CHALLENGE: Could you write out again the items from the line containing "Where is each instance of the fish mouth" through the line containing "point(139, 146)", both lines included and requests included, with every coordinate in the answer points increased by 68? Leave the requests and their sample points as they are.
-- Start MATERIAL PROVIDED --
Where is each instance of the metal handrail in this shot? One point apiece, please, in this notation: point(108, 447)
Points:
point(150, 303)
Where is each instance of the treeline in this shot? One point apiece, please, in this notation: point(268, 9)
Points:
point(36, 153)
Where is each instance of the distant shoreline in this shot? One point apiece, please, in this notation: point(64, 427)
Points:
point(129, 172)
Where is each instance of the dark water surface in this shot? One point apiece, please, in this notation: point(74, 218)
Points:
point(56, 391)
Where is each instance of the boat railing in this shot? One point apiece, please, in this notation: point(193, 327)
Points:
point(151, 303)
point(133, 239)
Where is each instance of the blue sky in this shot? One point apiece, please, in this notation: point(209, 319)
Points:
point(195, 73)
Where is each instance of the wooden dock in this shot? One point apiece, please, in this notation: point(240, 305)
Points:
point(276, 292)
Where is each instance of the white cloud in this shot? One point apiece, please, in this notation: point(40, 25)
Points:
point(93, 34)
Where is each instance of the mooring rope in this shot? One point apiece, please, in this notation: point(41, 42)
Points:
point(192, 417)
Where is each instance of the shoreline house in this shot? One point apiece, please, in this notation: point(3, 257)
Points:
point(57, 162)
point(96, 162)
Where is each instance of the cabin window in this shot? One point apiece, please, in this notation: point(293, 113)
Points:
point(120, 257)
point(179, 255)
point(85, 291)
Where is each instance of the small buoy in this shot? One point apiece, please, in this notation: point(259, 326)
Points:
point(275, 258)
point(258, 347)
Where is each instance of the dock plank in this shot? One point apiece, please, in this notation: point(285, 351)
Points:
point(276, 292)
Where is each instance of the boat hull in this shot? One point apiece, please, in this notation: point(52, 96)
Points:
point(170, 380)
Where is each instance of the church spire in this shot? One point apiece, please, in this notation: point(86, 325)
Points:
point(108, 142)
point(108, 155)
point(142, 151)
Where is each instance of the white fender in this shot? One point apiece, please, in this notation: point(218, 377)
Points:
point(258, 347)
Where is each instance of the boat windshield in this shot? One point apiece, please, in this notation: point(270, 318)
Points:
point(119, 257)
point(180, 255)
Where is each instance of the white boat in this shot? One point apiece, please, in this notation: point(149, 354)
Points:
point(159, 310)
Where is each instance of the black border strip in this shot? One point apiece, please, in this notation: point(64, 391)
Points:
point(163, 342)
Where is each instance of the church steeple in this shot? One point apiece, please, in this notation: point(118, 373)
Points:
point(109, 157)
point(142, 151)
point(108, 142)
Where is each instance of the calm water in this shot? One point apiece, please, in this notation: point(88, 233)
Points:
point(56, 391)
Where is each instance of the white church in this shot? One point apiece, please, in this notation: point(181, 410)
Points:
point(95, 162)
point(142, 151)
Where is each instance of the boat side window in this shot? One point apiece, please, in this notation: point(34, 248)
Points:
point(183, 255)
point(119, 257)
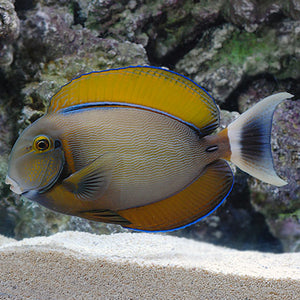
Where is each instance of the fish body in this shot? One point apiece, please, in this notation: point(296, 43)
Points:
point(134, 146)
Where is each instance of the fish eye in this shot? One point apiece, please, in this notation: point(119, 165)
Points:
point(42, 143)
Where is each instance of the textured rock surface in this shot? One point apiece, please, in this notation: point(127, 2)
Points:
point(141, 266)
point(240, 51)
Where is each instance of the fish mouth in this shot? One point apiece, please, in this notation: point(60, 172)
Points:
point(13, 185)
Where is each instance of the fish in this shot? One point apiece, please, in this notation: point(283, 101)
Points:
point(139, 146)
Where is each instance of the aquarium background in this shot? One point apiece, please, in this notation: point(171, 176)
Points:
point(239, 51)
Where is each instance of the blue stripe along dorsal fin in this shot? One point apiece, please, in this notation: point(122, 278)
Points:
point(142, 86)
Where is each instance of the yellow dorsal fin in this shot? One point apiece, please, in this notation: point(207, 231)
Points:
point(149, 87)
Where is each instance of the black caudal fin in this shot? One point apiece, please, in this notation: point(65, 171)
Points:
point(250, 137)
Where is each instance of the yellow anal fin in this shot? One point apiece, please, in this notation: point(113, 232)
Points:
point(151, 87)
point(188, 206)
point(104, 215)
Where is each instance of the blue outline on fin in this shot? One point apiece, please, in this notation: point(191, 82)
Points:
point(194, 222)
point(110, 105)
point(122, 104)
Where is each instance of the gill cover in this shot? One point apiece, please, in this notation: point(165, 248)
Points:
point(35, 163)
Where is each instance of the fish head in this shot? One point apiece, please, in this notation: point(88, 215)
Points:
point(36, 160)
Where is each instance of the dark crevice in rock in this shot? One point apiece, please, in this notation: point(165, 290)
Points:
point(79, 18)
point(174, 56)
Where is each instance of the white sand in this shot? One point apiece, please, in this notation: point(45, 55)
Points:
point(76, 265)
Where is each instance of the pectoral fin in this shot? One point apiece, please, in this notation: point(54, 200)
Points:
point(91, 181)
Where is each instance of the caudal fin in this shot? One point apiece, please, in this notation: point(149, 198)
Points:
point(250, 137)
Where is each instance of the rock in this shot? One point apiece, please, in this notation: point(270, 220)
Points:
point(9, 31)
point(142, 266)
point(280, 206)
point(225, 56)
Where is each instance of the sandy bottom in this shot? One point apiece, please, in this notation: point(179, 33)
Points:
point(76, 265)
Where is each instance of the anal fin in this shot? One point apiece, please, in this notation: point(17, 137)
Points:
point(190, 205)
point(104, 215)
-- End MATERIAL PROVIDED --
EXERCISE OUTPUT:
Where is each instance of the fish mouth in this shot? One point apiece, please, in this notation: point(60, 172)
Points:
point(81, 253)
Where is each instance of the fish in this shot? One point apiece, please, in this notation: point(283, 101)
Points:
point(207, 214)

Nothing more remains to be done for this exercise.